>> begin
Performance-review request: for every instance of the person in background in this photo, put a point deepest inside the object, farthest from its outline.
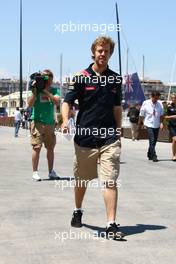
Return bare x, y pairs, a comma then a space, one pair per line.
151, 114
43, 124
17, 119
171, 118
133, 115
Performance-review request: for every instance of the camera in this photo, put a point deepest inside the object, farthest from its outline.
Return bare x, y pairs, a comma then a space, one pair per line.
40, 80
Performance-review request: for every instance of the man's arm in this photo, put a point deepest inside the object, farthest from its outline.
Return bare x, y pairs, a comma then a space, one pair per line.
31, 100
117, 111
51, 97
65, 114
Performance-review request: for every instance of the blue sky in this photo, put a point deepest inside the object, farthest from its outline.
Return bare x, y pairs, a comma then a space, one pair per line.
148, 27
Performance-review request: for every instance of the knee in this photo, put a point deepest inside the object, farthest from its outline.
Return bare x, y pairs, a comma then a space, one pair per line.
110, 184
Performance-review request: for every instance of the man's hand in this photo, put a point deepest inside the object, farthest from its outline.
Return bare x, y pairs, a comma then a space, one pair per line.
64, 127
161, 126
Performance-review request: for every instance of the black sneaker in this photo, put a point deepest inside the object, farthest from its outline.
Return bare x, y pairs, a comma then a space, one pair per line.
112, 232
155, 159
76, 218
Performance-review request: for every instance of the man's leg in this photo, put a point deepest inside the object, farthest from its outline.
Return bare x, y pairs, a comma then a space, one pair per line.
110, 198
109, 171
80, 189
50, 158
174, 148
16, 129
156, 132
35, 158
85, 169
151, 148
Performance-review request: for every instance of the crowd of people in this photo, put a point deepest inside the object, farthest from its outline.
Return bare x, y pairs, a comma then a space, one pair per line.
154, 115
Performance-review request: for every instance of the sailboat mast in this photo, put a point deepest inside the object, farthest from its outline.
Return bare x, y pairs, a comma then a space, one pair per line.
127, 61
143, 64
118, 37
21, 76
>> end
— Required work —
Rewrite all of the items above, replacing "farthest from its outline" with "farthest from its boundary" wherever it occurs and keeping everything else the same. Omit the pictures.

— Output for this exercise —
Performance-review request: for every instance of the person in background in this photo, put a point deepest inside the object, farthest from its boundary.
Return bare x, y pairs, a comma then a space, one pair per line.
151, 114
43, 124
17, 119
171, 118
133, 115
Performance-review request: for every instance of the camera in this photo, put a point deepest inside the object, farthest from its boundary.
Return bare x, y pairs, a comma then a space, one pair per line.
40, 80
Performance-review request: for every instance of the man's arm in this photo, put a point deepest inside the object, farthest from its boundary.
Return bare x, y pairs, a comma then a space, one pair per line.
31, 100
117, 111
51, 97
65, 114
Performance-review request: for every instance of the blue sky in this photo, put a point deepest inside the object, farthest from its boundary.
Return bare x, y pairs, a comma then a space, one pair per line.
148, 27
Performance-review request: for every instance of the knee in this photo, put a point deepest inside the object, farthest from its boundary.
Return bare x, y pairs, a comma then a space, one pair per line.
110, 184
Performance-review request: for every instance of the man's hand in this photo, put a point deepest inside the object, farthest from its boundary.
Return bare x, y pairs, a comma then a space, one pair per line.
64, 127
161, 126
Performance-review request: for every instance of the black sneaker in this photo, put a point deepest inside the object, farthest from its boundary.
Return bare x, y pairs, a comma then a space, one pair per line.
112, 232
155, 159
76, 218
Performance-review request: for every instance of the man's leg in this photo, put a point deepest inside the object, farthest from its boundary.
Return bare x, y pairs, a comma then a space, one pair per line.
110, 198
109, 171
80, 189
50, 158
174, 148
16, 129
156, 132
35, 158
85, 169
151, 148
Performance-review request: for every instance of the crowd of people in this photo, put a point deepest inside the object, farthest from its boundary.
Return bare x, y pairs, a comma then a space, one pair per line.
154, 115
Performance-review request: for every instance of the sailboat mast in this photo, put a point deepest inside the object, farthest from its boundary.
Return bare x, y pairs, a comma then a space, one pair per line.
127, 61
143, 64
118, 37
21, 76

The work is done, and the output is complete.